» **Selected text**
··········
Apple’s top services executive, Eddy Cue, told a Washington, DC courtroom on Wednesday that the greatest threat to Google’s search dominance isn’t Bing, DuckDuckGo, or even federal regulators it’s AI. Specifically, generative AI systems, which Cue described as the first serious disruptors to Google’s supremacy in decades, could do what antitrust lawsuits may not: upend the search status quo.
But in the same breath, Cue defended Apple’s lucrative partnership with Google, which the Department of Justice (DOJ) argues is a key pillar of Google’s illegal search monopoly. The case, now in its remedies phase after a 2023 ruling found Google in violation, pits entrenched tech alliances against a rapidly shifting AI landscape.
Cue testified that in April 2025, for the first time in 22 years, Apple saw declining search volume through Safari a trend he attributed directly to users turning to AI chatbots for information. That shift, he suggested, is more threatening to Google’s dominance than traditional search competitors like Microsoft’s Bing.
··········
Dataset records
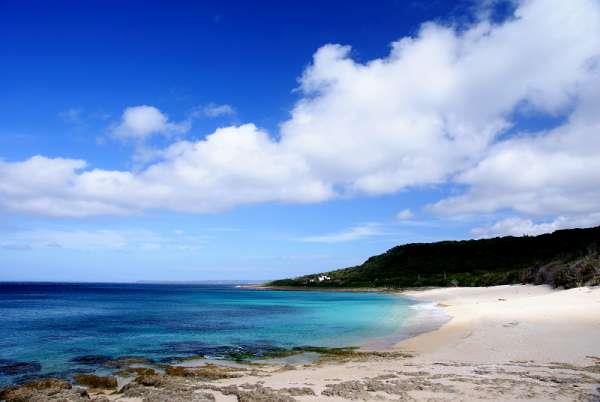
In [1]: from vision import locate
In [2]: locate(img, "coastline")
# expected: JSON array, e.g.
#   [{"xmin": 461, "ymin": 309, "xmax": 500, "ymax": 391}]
[{"xmin": 4, "ymin": 285, "xmax": 600, "ymax": 402}]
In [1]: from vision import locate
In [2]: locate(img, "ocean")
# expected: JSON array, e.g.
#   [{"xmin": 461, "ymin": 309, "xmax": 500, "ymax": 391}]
[{"xmin": 0, "ymin": 283, "xmax": 415, "ymax": 385}]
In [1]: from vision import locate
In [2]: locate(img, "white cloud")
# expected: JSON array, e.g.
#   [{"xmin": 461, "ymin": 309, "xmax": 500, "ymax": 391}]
[
  {"xmin": 111, "ymin": 105, "xmax": 191, "ymax": 140},
  {"xmin": 396, "ymin": 209, "xmax": 414, "ymax": 221},
  {"xmin": 300, "ymin": 223, "xmax": 384, "ymax": 243},
  {"xmin": 194, "ymin": 103, "xmax": 235, "ymax": 117},
  {"xmin": 0, "ymin": 229, "xmax": 205, "ymax": 251},
  {"xmin": 0, "ymin": 124, "xmax": 332, "ymax": 217},
  {"xmin": 58, "ymin": 107, "xmax": 83, "ymax": 125},
  {"xmin": 0, "ymin": 0, "xmax": 600, "ymax": 220},
  {"xmin": 471, "ymin": 213, "xmax": 600, "ymax": 238},
  {"xmin": 433, "ymin": 74, "xmax": 600, "ymax": 221}
]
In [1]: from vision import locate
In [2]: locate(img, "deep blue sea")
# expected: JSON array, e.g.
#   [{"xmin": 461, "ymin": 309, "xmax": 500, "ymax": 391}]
[{"xmin": 0, "ymin": 283, "xmax": 413, "ymax": 385}]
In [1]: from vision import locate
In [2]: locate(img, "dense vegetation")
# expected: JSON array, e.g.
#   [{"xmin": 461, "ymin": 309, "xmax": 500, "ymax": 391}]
[{"xmin": 269, "ymin": 227, "xmax": 600, "ymax": 288}]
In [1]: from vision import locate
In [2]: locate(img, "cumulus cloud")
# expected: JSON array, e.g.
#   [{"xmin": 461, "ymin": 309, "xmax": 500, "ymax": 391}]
[
  {"xmin": 0, "ymin": 0, "xmax": 600, "ymax": 221},
  {"xmin": 0, "ymin": 124, "xmax": 332, "ymax": 217},
  {"xmin": 433, "ymin": 78, "xmax": 600, "ymax": 217},
  {"xmin": 396, "ymin": 209, "xmax": 414, "ymax": 221},
  {"xmin": 193, "ymin": 103, "xmax": 235, "ymax": 117},
  {"xmin": 110, "ymin": 105, "xmax": 191, "ymax": 140},
  {"xmin": 300, "ymin": 223, "xmax": 384, "ymax": 243},
  {"xmin": 471, "ymin": 213, "xmax": 600, "ymax": 238},
  {"xmin": 0, "ymin": 229, "xmax": 205, "ymax": 251}
]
··········
» **Activities**
[1] Answer these questions from the article on Cue's testimony:
(a) In which city was the courtroom where Cue testified?
(b) In what year was Google found to be in violation?
(c) In what month and year did Apple see declining search volume through Safari?
[2] Quote the passage of the article on Cue's testimony that opens with the words "Apple’s top services" and closes with "search status quo.".
The data above has no connection to the article on Cue's testimony.

» **Task solutions**
[1]
(a) Washington, DC
(b) 2023
(c) April 2025

[2]
Apple’s top services executive, Eddy Cue, told a Washington, DC courtroom on Wednesday that the greatest threat to Google’s search dominance isn’t Bing, DuckDuckGo, or even federal regulators it’s AI. Specifically, generative AI systems, which Cue described as the first serious disruptors to Google’s supremacy in decades, could do what antitrust lawsuits may not: upend the search status quo.